摘要
群体智能是指无智能的主体通过合作表现出智能行为特性的系统,群体智能在没有集中控制且不提供全局模型的前提下,为寻找复杂问题的解决方案提供了基础。群体智能算法是基于群体行为对给定的目标进行寻优的启发式搜索算法,其寻优过程体现了随机、并行和分布式等特点。群体智能算法的典型代表是1995年Kennedy和Eberhart提出的粒子群优化(Particle Swarm Optimization,PSO)算法。PSO算法自提出以来,由于其计算简单、易于实现、控制参数少等特点,引起了国内外相关领域众多学者的关注和研究。J.Sun等在深入研究PSO算法单个粒子收敛行为的基础上,受量子物理学的启发提出了具有量子行为的粒子群优化(Quantum-behaved Particle SwarmOptimization,QPSO)算法,QPSO算法具有控制参数更少,收敛速度快,全局搜索能力强等特点。
本文以QPSO算法为基础,提出了几种不同搜索策略的改进QPSO算法;针对离散空间优化问题,提出了二进制编码的具有量子行为的粒子群优化(Binary QPSO,BQPSO)算法,对其进行了深入的分析和研究;并研究了群体智能算法在移动机器人路径规划和轨迹跟踪控制中的应用方法,具体内容如下:
(1)阐述了群体智能优化算法及移动机器人路径规划和轨迹跟踪控制的研究背景;介绍了两种典型的群体智能算法的研究现状,即蚁群优化(ACO)算法和PSO算法;对移动机器人路径规划和轨迹跟踪控制的设计方法作了详细的介绍;提出了本课题的研究思路和方法。
(2)为了进一步提高QPSO算法在解决多峰优化问题中全局搜索能力,增加算法后期群体的多样性,提高算法在大范围内进行搜索的能力,提出了在群体中采用随机选择最优个体的操作策略以避免群体的多样性过小,从而提高算法的全局搜索能力,通过对标准测试函数的求解表明改进算法的全局求解能力得到了提升。
(3)详细分析了智能群体的决策机制,发现在智能群体决策过程中,个体粒子参与决策的权利根据个体的优劣程度是不相同的,提出了在QPSO算法中引入线性权重算子和精英选择算子进一步提高QPSO算法的搜索效率及优化性能。两种改进算法通过在标准测试函数中的求解显示了较好的性能,其中引入线性权重算子的改进方法取得了较为明显的优势。

========

■ 书面练习 1
根据上面这段QPSO算法摘要,粒子群优化算法是由谁在哪一年提出的?
■ 书面练习 2
请从最后一句之后接着续写上面这段QPSO算法摘要。

■ 原始记录
========

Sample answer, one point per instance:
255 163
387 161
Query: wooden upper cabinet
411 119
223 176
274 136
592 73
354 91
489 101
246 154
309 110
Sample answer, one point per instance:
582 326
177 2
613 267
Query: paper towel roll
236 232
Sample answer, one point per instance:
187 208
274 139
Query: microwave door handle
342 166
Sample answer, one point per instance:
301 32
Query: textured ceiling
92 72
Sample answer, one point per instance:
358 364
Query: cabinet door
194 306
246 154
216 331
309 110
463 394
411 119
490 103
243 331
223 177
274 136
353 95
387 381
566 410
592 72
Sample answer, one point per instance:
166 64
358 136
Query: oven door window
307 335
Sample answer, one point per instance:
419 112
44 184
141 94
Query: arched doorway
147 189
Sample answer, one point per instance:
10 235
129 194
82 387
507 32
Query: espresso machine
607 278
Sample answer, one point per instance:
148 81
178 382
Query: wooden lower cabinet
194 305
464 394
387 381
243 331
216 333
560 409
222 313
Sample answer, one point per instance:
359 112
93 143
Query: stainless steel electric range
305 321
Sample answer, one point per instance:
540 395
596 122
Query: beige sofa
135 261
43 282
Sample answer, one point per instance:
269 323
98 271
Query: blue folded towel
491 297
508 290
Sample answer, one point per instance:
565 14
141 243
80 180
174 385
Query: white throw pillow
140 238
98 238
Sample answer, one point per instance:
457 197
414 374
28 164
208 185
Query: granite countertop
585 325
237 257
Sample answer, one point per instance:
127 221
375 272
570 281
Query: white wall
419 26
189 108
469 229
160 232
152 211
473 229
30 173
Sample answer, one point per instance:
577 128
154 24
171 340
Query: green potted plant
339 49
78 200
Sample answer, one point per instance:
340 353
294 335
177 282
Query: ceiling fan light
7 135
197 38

========

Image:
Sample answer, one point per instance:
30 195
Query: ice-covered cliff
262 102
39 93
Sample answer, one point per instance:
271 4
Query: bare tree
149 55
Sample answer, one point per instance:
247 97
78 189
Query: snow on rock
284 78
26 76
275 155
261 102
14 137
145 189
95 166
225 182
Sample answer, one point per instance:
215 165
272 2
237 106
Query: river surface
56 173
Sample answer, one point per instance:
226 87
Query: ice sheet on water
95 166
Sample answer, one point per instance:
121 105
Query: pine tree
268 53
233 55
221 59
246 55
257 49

========

■ 练习答案 1
由Kennedy和Eberhart于1995年提出。

■ 练习答案 2
(4)针对离散空间优化问题,给出了二进制编码的QPSO算法的设计思路,提出了BQPSO算法的进化方程。通过泛函分析的方法和随机过程方法分析了BQPSO算法的收敛性,得出全局收敛的结论。对多个测试函数的求解结果显示了BQPSO算法相对于二进制编码的PSO(BPSO)算法的优越性。
(5)算法参数是影响算法性能和效率的关键,文中对BQPSO算法的控制参数的取值方式作了系统的研究,提出了该参数的三种控制策略,即固定取值策略、线性取值策略和自适应取值策略,通过对测试函数的求解分别研究了这三种控制策略,得出了具有指导意义的结论。分析了BQPSO算法的多样性控制方法,基于群体多样性的度量方式,提出了采用重新初始化最优平均值和变异最优个体的方式对群体操作避免群体的多样性过小,从而提高算法的性能。
(6)分析了移动机器人路径规划的不同技术方法,提出了BQPSO算法和栅格技术相结合的机器人路径规划方法,并利用多个设计实例来验证该方法的设计效果,仿真结果显示了该方法能够在工作空间中规划出适合机器人运动的无碰撞路径。
(7)分析了移动机器人轨迹跟踪控制的两种控制器设计方法。根据反演设计方法设计了轨迹跟踪控制器;分析了滑模变结构控制的基本原理,采用指数趋近律和幂次趋近律相结合的方法,设计了新的滑模跟踪控制律,并使用PSO算法、QPSO算法和改进QPSO算法分别优化了反演跟踪控制器和滑模跟踪控制器中的参数,使用多个实例验证了优化后的跟踪控制器的设计效果;通过对设计效果的分析和比较,表明了两种跟踪控制器都能够控制机器人实现对既定轨迹的跟踪,仿真结果显示QPSO算法及改进算法能够在轨迹跟踪控制器的参数优化中取得更好的优化效果。
(8)使用一个综合实例验证了BQPSO算法结合栅格法应用于移动机器人路经规划,改进QPSO算法应用于移动机器人轨迹跟踪控制器设计中的有效性和可行性,为移动机器人路径规划和轨迹跟踪整体设计提供了一种新的方法。
论文最后对所做工作与主要研究成果进行了总结,并提出了进一步的研究方向。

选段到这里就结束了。